-- Activity --
Repeat each record below exactly as it is written.

-- Dataset records --
● ● ● ● ●

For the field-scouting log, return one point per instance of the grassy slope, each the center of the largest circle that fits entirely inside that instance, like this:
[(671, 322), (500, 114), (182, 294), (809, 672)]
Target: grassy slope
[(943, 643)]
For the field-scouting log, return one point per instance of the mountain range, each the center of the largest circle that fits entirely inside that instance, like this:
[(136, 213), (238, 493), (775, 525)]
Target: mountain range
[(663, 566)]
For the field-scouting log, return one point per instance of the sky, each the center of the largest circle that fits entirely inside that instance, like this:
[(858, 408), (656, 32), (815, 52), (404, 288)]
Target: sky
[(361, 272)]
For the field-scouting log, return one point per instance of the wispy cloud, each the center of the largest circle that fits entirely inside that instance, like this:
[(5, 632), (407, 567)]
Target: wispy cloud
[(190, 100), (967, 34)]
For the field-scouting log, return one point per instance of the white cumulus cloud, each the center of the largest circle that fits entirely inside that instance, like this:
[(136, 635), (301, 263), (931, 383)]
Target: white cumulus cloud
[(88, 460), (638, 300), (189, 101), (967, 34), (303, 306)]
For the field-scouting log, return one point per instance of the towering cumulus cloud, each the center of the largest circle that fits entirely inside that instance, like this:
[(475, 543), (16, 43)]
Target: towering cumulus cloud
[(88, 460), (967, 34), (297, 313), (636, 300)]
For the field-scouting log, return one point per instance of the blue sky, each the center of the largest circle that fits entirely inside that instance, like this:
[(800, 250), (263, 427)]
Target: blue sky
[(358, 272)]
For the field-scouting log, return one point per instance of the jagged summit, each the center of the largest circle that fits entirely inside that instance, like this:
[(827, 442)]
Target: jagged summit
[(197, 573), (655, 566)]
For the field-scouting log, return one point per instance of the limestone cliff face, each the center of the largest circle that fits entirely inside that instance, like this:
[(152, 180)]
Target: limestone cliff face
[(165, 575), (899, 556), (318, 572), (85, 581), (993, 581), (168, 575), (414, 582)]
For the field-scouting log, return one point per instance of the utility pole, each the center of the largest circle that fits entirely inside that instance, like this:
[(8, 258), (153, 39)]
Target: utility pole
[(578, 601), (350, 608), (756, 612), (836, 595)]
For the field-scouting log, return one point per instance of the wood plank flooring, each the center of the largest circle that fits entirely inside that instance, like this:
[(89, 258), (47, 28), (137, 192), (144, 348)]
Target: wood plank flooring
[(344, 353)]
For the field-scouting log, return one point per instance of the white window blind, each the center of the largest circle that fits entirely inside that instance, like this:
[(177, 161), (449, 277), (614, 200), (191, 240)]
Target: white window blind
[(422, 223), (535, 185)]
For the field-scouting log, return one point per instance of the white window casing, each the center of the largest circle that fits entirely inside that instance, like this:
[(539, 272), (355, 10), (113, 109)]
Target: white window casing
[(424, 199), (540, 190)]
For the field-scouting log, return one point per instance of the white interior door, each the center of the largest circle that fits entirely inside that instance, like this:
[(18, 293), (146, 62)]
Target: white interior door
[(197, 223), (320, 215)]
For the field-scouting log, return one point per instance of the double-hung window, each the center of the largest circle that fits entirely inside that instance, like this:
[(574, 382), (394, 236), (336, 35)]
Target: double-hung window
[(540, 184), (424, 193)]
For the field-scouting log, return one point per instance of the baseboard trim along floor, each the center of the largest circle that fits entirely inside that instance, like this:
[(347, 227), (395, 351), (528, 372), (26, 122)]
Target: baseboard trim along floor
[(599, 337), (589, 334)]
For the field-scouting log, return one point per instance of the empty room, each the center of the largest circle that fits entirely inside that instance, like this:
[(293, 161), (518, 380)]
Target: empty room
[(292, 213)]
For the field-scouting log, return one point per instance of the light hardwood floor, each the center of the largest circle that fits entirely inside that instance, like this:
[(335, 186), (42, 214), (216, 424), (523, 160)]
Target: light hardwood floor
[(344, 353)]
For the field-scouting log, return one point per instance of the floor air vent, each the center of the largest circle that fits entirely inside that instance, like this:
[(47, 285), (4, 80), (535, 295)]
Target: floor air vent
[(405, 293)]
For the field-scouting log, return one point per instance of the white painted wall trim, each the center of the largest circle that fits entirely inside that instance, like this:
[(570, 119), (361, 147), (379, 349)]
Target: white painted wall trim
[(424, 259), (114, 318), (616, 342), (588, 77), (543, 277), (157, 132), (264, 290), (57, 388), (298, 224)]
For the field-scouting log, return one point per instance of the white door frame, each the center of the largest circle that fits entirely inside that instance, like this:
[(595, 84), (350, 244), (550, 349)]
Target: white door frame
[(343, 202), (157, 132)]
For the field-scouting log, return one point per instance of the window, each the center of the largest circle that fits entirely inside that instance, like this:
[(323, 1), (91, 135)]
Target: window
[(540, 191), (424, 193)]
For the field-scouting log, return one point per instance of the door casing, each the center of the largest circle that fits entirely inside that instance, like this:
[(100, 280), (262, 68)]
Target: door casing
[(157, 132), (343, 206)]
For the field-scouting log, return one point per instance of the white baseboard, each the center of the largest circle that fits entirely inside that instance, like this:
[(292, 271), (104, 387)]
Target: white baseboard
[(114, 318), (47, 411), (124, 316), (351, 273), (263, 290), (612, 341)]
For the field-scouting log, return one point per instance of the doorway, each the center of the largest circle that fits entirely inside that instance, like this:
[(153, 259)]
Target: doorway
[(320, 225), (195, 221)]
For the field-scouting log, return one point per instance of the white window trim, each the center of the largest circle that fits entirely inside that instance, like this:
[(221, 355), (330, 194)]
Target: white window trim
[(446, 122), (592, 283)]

● ● ● ● ●

-- Answer --
For the field-scouting log, return one point per instance of the grassy slope, each the center of the largest circle that fits entirely inside that instance, like this:
[(671, 322), (500, 114), (182, 294), (809, 672)]
Target: grassy slope
[(943, 643)]
For the field-scouting log, return one point per instance of the mountain range, each the center of the largest circle that fits entirely inside that instance, like this:
[(136, 213), (238, 493), (775, 525)]
Target: mountain range
[(663, 566)]
For the field-scouting log, return one point per instance of the sky, each the center of the largest circle that fits entirely inside that instance, like this:
[(858, 408), (656, 32), (815, 52), (404, 288)]
Target: sky
[(361, 272)]
For the field-scouting log, return one point per instance of the wispy cloud, each the center of the largest circle that fits entirely inside that instance, like this:
[(5, 632), (407, 567)]
Target: wispy cloud
[(190, 100), (967, 34)]
For the field-scouting log, return one point per instance of the white cumulus cloud, each the center of the largest circle that fits entirely inside that instance, like this:
[(136, 635), (301, 263), (931, 383)]
Target: white cumulus cloud
[(88, 460), (638, 300), (189, 101), (967, 34), (303, 306)]
For the field-scouting log, return one point per instance of the towering cumulus cloud, each the center of the largest circle that fits entirely inside that instance, like this:
[(475, 543), (16, 43)]
Target: towering cumulus cloud
[(88, 460), (967, 34), (297, 313), (636, 300)]
For the field-scouting log, return one point per instance of the blue sky, each the center of the largest circle that fits entirely inside that instance, like this:
[(800, 250), (263, 427)]
Target: blue sky
[(358, 272)]
For the field-scouting log, return one point per instance of the jagged summit, each the center of the largest circle that fits entirely inside that instance, like this:
[(827, 442)]
Target: jagged summit
[(197, 573), (655, 566)]
For the field-scouting log, return one point per instance of the limestone cliff face, each the center of the largest circle that fits entirely inside that instance, like this:
[(152, 180)]
Target: limestone cliff face
[(165, 575), (899, 556), (318, 572), (85, 581), (993, 581), (168, 575), (414, 582)]
For the field-scouting log, return one point per instance of the utility pole, each the center of the largest circle that fits entirely inside that instance, like this:
[(8, 258), (153, 39)]
Target: utility pole
[(578, 601), (350, 608), (756, 612), (836, 595)]
For the field-scouting log, return one point per instance of the wood plank flooring, each the center of the largest circle that fits entirely inside that instance, like this:
[(89, 258), (47, 28), (137, 192), (144, 348)]
Target: wood plank flooring
[(344, 353)]
For the field-scouting log, return one point per instance of the white window blind, each the center of the largest circle that fits entirely inside that instance, like this:
[(177, 161), (449, 277), (614, 200), (191, 240)]
Target: white window blind
[(422, 223), (535, 185)]
For the field-scouting log, return one point per instance of the white window casing, each the center of the largest circle that fits entirely inside that instance, like this:
[(539, 272), (355, 10), (113, 109)]
Target: white window casing
[(424, 199), (540, 190)]
For the field-scouting log, return one point per instance of the white interior door, each the center of the largest circle that fits entirely inside that instance, like this:
[(18, 293), (146, 62)]
Target: white interior door
[(197, 223), (320, 215)]
For the field-scouting log, return one point per instance of the double-hung window, each the center of the largest circle that fits entirely inside that instance, like this:
[(574, 382), (394, 236), (336, 35)]
Target: double-hung window
[(540, 184), (424, 193)]
For the field-scouting log, return one point per instance of the baseboard trim along floor, each the center of the largest circle that fits entirely inside that instance, like this:
[(347, 227), (395, 351), (528, 372), (26, 122)]
Target: baseboard trim along floor
[(599, 337), (589, 334)]
For the field-scouting log, return one point per instance of the empty room, each the center of the largest circle that fits entirely inside that instance, like this:
[(293, 161), (518, 380)]
Target: empty room
[(292, 213)]
For the field-scouting log, return one point per instance of the light hardwood floor, each the center of the largest circle that fits entirely inside that instance, like this:
[(335, 186), (42, 214), (216, 424), (523, 160)]
Target: light hardwood floor
[(344, 353)]
For the field-scouting log, return one point per instance of the floor air vent, each the center of the largest circle that fits entirely inside that instance, like this:
[(47, 285), (4, 80), (535, 295)]
Target: floor air vent
[(405, 293)]
For the field-scouting log, return one point per instance of the white painted wall trim, each the center of the largest circle that fits entirely inside that instance, like this:
[(570, 119), (361, 147), (379, 349)]
Target: white painted wall trim
[(424, 259), (114, 318), (616, 342), (588, 77), (543, 277), (157, 132), (264, 290), (57, 388), (298, 224)]
For the field-scouting log, return one point per instance of the white door frame, each the center of the largest circle that fits entirely inside that instance, like this:
[(595, 84), (350, 244), (550, 349)]
Target: white door frame
[(343, 202), (157, 132)]
For the field-scouting log, return one point per instance of the window, each the center of the largest circle that fits entirely inside that instance, like this:
[(323, 1), (91, 135)]
Target: window
[(540, 191), (424, 193)]
For the field-scouting log, return one point per instance of the door casing, each the center of the largest circle that fits entirely inside that instance, like this:
[(100, 280), (262, 68)]
Target: door casing
[(157, 132), (343, 206)]
For the field-scouting log, return one point per instance of the white baseboard, each the center of the largest circle that fits entirely inside that instance, like this:
[(292, 271), (104, 387)]
Target: white baseboard
[(114, 318), (47, 411), (124, 316), (351, 273), (263, 290), (612, 341)]
For the field-scouting log, return one point per instance of the doorway, each the center of the largest circle that fits entirely inside that instance, like this:
[(153, 259)]
Target: doorway
[(320, 225), (195, 221)]
For the field-scouting log, return one point per instance of the white window trim, each the center of the largest circle that fits entirely inside that instance, like this:
[(221, 355), (330, 194)]
Target: white window trim
[(446, 122), (592, 283)]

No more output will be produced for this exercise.